Catawba College drone program takes off

Published 12:01 am Thursday, May 26, 2022

SALISBURY — Despite headwinds from the global COVID-19 pandemic, Catawba College’s drone program began in 2020. Now, two years later, the program has taken off. Three Catawba students are pushing the boundaries of what can be done with small unmanned aerial vehicles.

Carolyn Kasper, a graduating senior who is also interning with Rowan County’s Geographic Information Systems division, is the first student in the program to obtain a UAV pilot license from the Federal Aviation Administration.

Kasper has been working with the Conservation Fund, a national nonprofit organization that assists in land conservation efforts. The Conservation Fund can work like a land trust, similar to the Three Rivers Land Trust in downtown Salisbury, using conservation easements to protect land with willing landowners. However, the fund always turns the land over to other entities, often government partners, to maintain the land in the long-term.

In the short-term, the fund monitors the property while owning it, usually on foot. The big question is, can drones monitor the easement faster and more efficiently than other traditional methods?

“For some properties, given the right size and environmental conditions on the site, monitoring by drone is easy, accurate and probably saves time. But, this certainly isn’t true for all sites,” Kasper said.

Kate Halstead is pursuing a major in environment and sustainability with a concentration in natural resource management and a minor in GIS. She hopes to continue to merge the latest tech with natural resource management pursuits.

Over this past academic year, Halstead has worked on a project that focuses on the potential of using UAVs to monitor tree health in Catawba College’s Fred Stanback Jr. Ecological Preserve. “Ash trees (genus Fraxinus) across the region and country are dying from the invasive emerald ash borer,” said Halstead. “The extent of their impact is obvious when crossing the I-85 Yadkin River bridge. On either side of the river, you see dozens if not hundreds of dead ash trees.”

Halstead uses a fixed wing drone to fly in a lawn-mower pattern over Catawba’s preserve, taking pictures every few seconds. The goal is to stitch the images together to create an ultra-high-resolution orthomosaic (a large cohesive image) of the preserve. Upon scanning the image, Halstead can then count standing dead trees, called snags. It is important for a land manager to be able to tell how many trees, quickly and accurately, are alive or dead. This drone-based method to count standing dead trees may be able to offer a cost- and time-saving reduction as compared to the usual land-based survey. Her work was recently presented at the Association for Southeastern Biologists annual conference in Little Rock, Arkansas.

□ □ □ □ □

** EXERCISE INSTRUCTIONS **
Resume the news article about Catawba College's drone program, picking up right after its final sentence.

** ENTRIES PROVIDED **
□ □ □ □ □

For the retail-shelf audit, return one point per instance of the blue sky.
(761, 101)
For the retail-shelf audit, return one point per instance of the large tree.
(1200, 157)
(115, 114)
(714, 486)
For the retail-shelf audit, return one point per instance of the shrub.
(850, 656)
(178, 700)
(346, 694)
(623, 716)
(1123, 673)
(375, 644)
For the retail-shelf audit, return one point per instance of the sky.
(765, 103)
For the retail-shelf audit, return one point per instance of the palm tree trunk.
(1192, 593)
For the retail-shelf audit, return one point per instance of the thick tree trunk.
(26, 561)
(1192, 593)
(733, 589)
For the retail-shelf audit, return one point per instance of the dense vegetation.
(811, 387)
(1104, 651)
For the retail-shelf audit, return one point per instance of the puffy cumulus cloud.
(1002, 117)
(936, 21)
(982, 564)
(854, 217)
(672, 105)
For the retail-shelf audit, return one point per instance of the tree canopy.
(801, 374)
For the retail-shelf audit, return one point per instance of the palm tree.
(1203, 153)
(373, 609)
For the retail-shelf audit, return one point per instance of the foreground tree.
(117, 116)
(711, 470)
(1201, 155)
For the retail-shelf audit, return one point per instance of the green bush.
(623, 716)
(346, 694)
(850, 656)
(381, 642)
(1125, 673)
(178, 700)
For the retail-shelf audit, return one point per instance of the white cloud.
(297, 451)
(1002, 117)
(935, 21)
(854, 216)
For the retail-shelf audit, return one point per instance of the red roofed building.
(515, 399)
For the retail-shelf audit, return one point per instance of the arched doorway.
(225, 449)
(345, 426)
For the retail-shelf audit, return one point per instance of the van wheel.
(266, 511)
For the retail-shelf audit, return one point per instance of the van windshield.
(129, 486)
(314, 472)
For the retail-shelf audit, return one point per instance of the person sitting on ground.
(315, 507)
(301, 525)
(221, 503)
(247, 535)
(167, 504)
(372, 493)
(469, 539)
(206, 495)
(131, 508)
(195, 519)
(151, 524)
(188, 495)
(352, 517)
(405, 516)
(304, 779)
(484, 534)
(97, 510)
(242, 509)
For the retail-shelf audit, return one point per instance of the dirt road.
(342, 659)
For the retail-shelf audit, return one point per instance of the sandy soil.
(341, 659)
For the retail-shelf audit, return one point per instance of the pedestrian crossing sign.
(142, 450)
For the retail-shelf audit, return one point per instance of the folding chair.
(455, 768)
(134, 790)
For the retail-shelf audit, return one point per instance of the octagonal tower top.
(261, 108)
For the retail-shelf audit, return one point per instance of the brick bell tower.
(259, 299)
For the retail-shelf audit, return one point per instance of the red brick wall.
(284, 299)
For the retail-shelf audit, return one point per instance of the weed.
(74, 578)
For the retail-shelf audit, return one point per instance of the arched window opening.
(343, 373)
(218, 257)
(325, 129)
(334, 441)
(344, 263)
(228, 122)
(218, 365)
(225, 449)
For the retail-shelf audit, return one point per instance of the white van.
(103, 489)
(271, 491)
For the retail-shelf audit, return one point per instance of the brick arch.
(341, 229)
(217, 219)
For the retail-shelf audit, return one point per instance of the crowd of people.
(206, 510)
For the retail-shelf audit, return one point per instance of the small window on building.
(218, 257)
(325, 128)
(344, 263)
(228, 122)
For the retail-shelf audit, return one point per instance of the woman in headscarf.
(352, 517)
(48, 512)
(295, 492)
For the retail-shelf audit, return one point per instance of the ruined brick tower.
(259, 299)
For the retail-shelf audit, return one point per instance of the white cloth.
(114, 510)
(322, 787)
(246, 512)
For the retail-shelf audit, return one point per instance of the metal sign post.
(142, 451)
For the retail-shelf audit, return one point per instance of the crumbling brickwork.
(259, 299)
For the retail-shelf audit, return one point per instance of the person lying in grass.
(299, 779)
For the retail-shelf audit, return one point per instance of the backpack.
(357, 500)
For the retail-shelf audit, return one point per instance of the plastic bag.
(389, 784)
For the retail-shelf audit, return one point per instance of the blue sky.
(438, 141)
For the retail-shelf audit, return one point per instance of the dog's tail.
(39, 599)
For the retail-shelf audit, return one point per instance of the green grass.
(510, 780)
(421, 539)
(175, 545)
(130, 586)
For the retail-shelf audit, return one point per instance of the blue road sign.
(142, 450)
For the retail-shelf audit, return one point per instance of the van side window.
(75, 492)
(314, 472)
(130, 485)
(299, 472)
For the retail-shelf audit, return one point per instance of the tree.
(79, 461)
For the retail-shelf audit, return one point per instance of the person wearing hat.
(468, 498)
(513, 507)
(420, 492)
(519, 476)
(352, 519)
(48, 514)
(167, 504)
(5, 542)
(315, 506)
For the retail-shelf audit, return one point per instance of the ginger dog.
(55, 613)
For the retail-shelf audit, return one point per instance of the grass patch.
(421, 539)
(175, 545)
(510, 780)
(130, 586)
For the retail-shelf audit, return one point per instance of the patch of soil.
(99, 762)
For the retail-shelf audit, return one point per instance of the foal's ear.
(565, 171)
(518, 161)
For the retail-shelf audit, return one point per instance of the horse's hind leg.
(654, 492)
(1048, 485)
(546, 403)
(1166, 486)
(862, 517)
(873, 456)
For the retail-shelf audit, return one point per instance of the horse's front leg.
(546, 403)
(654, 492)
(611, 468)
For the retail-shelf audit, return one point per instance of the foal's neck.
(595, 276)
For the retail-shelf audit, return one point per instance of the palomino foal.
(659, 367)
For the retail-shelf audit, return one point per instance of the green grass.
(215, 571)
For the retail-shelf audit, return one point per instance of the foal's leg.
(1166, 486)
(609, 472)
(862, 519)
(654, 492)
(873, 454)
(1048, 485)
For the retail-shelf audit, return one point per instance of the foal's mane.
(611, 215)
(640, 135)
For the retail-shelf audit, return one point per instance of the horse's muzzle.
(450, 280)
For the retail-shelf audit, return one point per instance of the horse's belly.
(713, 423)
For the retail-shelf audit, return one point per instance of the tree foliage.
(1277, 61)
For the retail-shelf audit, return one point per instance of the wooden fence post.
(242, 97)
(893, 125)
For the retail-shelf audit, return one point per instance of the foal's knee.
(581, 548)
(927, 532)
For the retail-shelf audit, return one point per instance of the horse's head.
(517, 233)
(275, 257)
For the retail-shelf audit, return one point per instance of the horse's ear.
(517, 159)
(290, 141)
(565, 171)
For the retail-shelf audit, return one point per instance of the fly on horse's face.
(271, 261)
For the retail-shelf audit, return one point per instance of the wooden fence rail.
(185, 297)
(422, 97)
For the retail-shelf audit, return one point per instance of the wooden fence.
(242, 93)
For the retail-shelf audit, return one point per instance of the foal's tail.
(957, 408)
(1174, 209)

□ □ □ □ □

** EXERCISE OUTPUT **
Jose Martinez is a graduating senior studying information systems with a minor in business administration. He sees a lot of overlap between information systems, business and drones. “Last semester I participated in the Drone Shark Tank competition at Catawba, modeled after the hit entrepreneurial TV show Shark Tank,” said Martinez. “It was really fun and I was floored at all the potential and creative business uses with drones that students came up with.”

This semester, Martinez is using drones to explore the process of reality capture, which focuses on the real, built environment, and the creation of digital twins. Martinez is using the college’s DJI Phantom 4 quadcopter to create digital twins of various buildings on campus.

“This space is exploding right now,” Geographic Information Systems and Technology Minor Coordinator Andrew Jacobson said.

The largest GIS software company in the world, ESRI, is investing heavily in 3D and the creation of digital twins for industrial and commercial purposes, he said. In addition, Unity, one of the largest game engine developers in the world, is folding capturing reality into its platform with a goal of encouraging drone-based photography to re-create real, physical spaces in the digital environment for the purposes of gaming, training simulations and more.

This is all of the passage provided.